*** EXTRACTED MATERIAL
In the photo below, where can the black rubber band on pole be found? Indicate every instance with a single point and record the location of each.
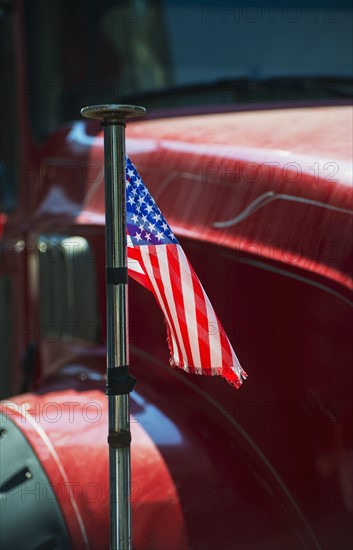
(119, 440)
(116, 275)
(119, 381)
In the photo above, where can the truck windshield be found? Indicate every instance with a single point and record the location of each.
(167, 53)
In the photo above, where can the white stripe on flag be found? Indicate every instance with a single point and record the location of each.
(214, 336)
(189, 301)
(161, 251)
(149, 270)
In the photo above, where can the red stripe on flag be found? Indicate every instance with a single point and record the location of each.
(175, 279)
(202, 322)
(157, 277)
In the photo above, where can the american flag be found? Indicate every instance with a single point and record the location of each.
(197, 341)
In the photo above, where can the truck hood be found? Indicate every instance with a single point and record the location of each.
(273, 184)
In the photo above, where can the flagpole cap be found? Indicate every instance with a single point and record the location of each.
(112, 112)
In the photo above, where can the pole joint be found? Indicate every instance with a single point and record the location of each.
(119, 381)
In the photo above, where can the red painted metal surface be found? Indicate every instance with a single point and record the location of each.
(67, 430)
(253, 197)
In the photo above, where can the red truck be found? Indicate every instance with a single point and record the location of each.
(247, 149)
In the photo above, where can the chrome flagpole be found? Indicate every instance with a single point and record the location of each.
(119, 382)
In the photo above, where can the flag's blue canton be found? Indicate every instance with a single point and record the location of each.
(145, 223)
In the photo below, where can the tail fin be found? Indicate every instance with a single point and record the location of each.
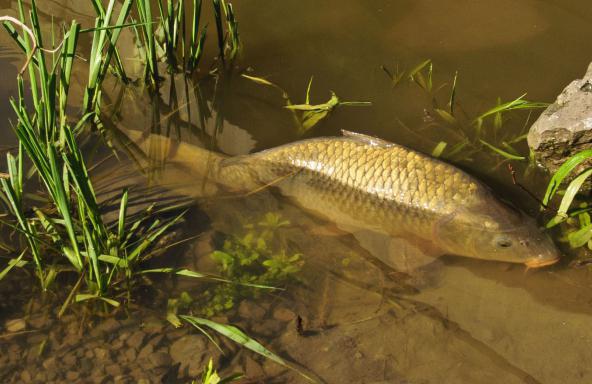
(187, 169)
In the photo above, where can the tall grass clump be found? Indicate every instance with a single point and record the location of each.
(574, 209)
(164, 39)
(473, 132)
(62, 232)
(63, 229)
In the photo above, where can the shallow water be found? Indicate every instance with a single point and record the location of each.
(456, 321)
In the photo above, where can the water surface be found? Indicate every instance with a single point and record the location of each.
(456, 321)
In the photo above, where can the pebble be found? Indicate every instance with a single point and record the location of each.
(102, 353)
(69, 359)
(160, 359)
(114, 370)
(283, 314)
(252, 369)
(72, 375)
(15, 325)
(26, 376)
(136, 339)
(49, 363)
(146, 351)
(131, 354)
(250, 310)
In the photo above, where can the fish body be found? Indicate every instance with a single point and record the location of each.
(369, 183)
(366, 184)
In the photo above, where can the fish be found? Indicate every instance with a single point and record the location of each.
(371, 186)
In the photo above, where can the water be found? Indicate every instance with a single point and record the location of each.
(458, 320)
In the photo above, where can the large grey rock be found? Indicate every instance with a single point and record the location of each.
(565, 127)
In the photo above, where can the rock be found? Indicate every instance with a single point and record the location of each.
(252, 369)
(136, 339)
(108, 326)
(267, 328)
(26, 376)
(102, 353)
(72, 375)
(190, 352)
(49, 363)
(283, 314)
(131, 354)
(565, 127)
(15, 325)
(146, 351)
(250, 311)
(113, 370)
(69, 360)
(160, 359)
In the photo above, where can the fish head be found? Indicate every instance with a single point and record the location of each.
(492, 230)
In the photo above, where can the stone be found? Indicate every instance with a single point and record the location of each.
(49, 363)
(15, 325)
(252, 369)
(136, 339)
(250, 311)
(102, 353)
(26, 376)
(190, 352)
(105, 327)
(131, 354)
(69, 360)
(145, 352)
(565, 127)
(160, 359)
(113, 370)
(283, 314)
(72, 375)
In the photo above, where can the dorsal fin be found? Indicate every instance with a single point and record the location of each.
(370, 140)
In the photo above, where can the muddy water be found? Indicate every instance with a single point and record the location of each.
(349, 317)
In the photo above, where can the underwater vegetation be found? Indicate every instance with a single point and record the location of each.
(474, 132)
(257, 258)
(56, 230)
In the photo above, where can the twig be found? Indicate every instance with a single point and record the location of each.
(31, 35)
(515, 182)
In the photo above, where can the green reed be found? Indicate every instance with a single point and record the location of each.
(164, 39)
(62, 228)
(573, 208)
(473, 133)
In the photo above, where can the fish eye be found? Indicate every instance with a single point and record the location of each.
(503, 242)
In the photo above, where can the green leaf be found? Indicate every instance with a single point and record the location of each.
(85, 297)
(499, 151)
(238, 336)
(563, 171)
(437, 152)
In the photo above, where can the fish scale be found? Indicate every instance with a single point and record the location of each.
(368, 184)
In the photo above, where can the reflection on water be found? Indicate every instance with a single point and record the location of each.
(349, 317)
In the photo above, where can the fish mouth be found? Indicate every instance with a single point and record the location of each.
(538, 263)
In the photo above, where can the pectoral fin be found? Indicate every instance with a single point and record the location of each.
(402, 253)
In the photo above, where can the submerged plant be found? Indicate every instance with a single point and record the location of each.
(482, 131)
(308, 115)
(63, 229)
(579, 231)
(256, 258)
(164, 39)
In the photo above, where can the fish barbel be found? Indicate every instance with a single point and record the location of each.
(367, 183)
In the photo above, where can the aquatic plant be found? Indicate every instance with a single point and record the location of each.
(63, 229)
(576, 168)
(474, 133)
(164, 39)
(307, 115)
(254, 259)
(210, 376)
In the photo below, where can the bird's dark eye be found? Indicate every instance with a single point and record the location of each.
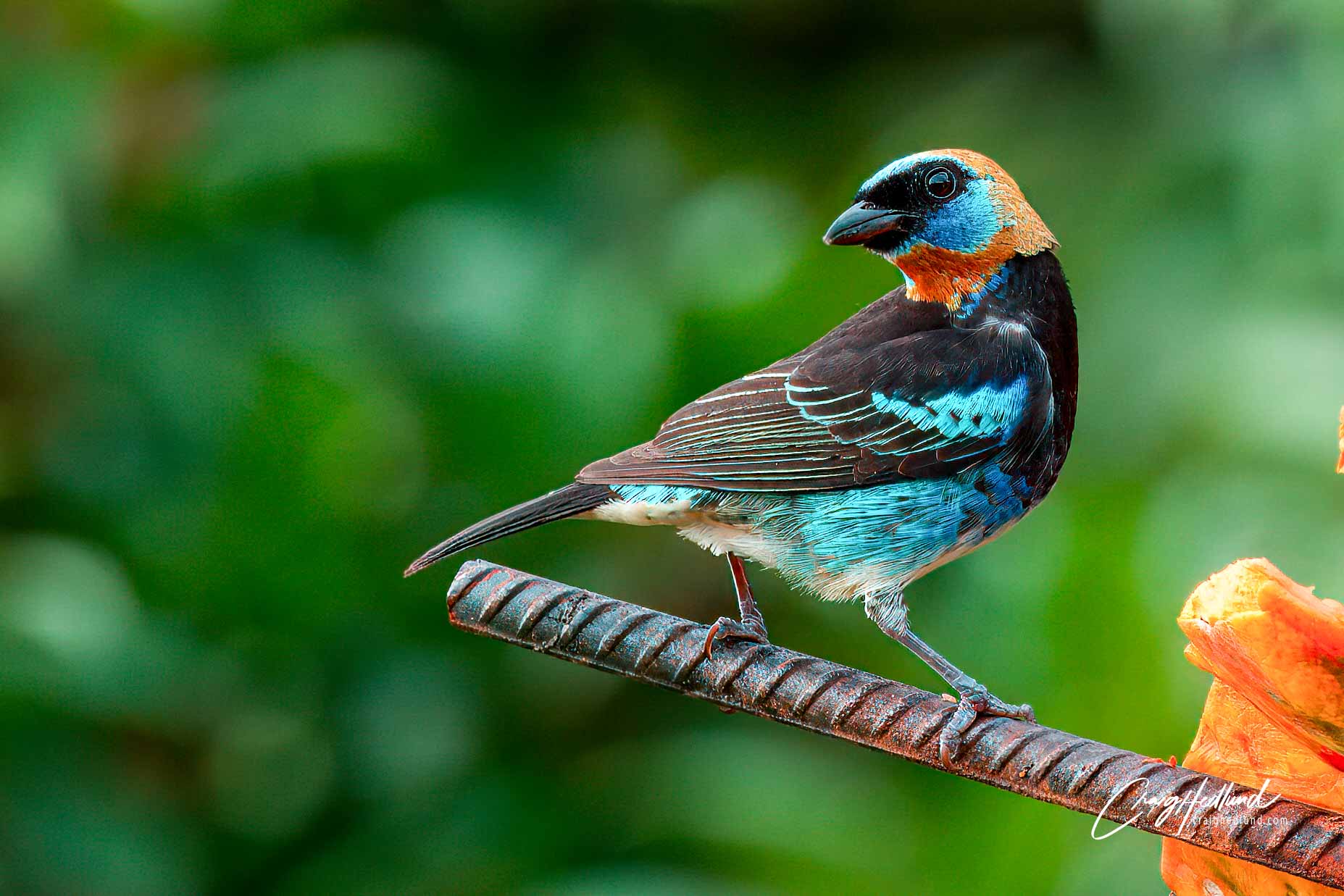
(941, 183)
******
INSTRUCTIONS FOR THE TASK: Restate every entry above word for word; no picture belongs in the copy.

TASK RESPONSE:
In the photo below, where can the black rubber band on pole be found? Indicate every instance with a single point and record the location of each.
(119, 440)
(116, 275)
(119, 381)
In the photo above, where can the truck windshield be found? Indicate every instance with a single point and record the location of each.
(167, 53)
In the photo above, where can the white stripe on flag be found? Indicate every instance with a single point and record the location of each.
(214, 336)
(189, 301)
(161, 251)
(149, 270)
In the photo above, where can the red stripe on flag be found? Indicate every instance with a single point and record the location of each.
(175, 279)
(202, 322)
(157, 277)
In the photo above, where can the american flag be found? Indicate every instance with a single point and record the location of each.
(197, 341)
In the photo above, where can the truck hood be found? Indicate every instance with a single point and record the location of each.
(273, 184)
In the photo above, where can the flagpole cap be found? Indicate every instance with a single point and record the location of each.
(112, 112)
In the photo above, where can the pole joint be found? Indicate every instance with a single point and record the location of each.
(119, 381)
In the photo above, where can the red painted metal surface be found? Indicate every instance with a single point and record the location of each.
(67, 430)
(253, 197)
In the photo above, where can the red truck be found? Indicate every instance with a single point and record the location of each.
(247, 149)
In the photo above, where can the chrome flagpole be found? Indicate every instance with a single point and record the location of each.
(119, 382)
In the photo above, where can the flag's blue canton be found? Indicate every instance with a single point and record the location of each.
(145, 223)
In the photo below, where can the tail fin be found? Indicate every instance with a single point and record the location of each.
(187, 169)
In the photo above, where can the tall grass clump be found? Indicate every instance with a single point and record the location of each.
(574, 209)
(164, 39)
(473, 132)
(62, 232)
(63, 229)
In the photo above, where can the shallow water be found? Indicate every instance with a single point and record the location of each.
(456, 321)
In the photo above, where can the water surface be found? Indicate every instance with a single point and record the location of each.
(456, 321)
In the photo above, where can the pebble be found? Indicate every instance with a single point and record the location of each.
(102, 353)
(69, 359)
(160, 359)
(114, 370)
(283, 314)
(252, 369)
(72, 375)
(15, 325)
(26, 376)
(136, 339)
(49, 363)
(146, 351)
(131, 354)
(250, 310)
In the photo above, where can the fish body be found? Indicate every instance with a single point and record the location of each.
(369, 183)
(366, 184)
In the photo above, where can the fish be found? Indicate every instance with a single point and record the location of each.
(371, 186)
In the photo above, where can the water be found? Indicate every instance with a single point and record the location of each.
(458, 320)
In the photo above, where can the large grey rock be found? Indicate every instance with a single point and record the location of each.
(565, 127)
In the photo above, where can the rock be found? Indicate every instance with a single point and record the location of each.
(252, 369)
(136, 339)
(108, 326)
(267, 328)
(26, 376)
(102, 353)
(72, 375)
(190, 352)
(49, 363)
(283, 314)
(131, 354)
(565, 127)
(15, 325)
(146, 351)
(250, 311)
(113, 370)
(69, 360)
(160, 359)
In the photo above, where can the fish head be found? Indicate every instance with a single point and record the location of each.
(492, 230)
In the photo above, where can the stone be found? Indicate every instance with a single point and record the location of each.
(49, 363)
(15, 325)
(252, 369)
(136, 339)
(250, 311)
(102, 353)
(26, 376)
(190, 352)
(105, 327)
(131, 354)
(69, 360)
(145, 352)
(565, 127)
(160, 359)
(113, 370)
(283, 314)
(72, 375)
In the photo above, where can the dorsal fin be found? Indicate every instance with a single point and record the location of each.
(370, 140)
In the photo above, where can the muddy water be found? Indicate every instance with a single point and record the location of each.
(349, 317)
In the photo above, where can the underwater vegetation be found? Indicate every instance with a single point and record the location of each.
(474, 132)
(257, 258)
(56, 230)
In the photo above, where can the twig be found? Indicate every instance with a single point and record the location of each.
(31, 35)
(515, 182)
In the photo above, where can the green reed be found? Indicate every instance with a single point and record the location of each.
(164, 39)
(62, 228)
(573, 208)
(473, 133)
In the photo above, where can the fish eye be found? Indicate every instance with a single point and record the location of each.
(503, 242)
In the photo above, where can the green leaf be found? Indicate every instance with a single point and record the location of each.
(85, 297)
(499, 151)
(238, 336)
(563, 171)
(437, 152)
In the photo above, where can the fish scale be found? Indicate every instance with a single point and record the location of each.
(368, 184)
In the photo above, where can the reflection on water be found? Indicate every instance with a single point and record the location of each.
(349, 317)
In the photo above, where can the fish mouth be found? Indicate every instance with a single point and record the location of each.
(538, 263)
In the photo above, where can the pectoral fin be found? Indicate every instance with a single point and record the location of each.
(402, 253)
In the photo above, where can the submerged plant be found? Indicate every instance with a single point and record the location of each.
(482, 131)
(308, 115)
(63, 229)
(579, 231)
(256, 258)
(164, 39)
In the photo above, where can the fish barbel be found? Indicate every instance with a single point and record the location of each.
(367, 183)
In the photo above, where can the aquatic plant be found? Indicate every instance with a single point and record the location of each.
(63, 229)
(576, 168)
(474, 133)
(164, 39)
(307, 115)
(254, 259)
(210, 376)
In the photo below, where can the bird's dark eye be found? Indicate every instance with a single point and record the location of each.
(941, 183)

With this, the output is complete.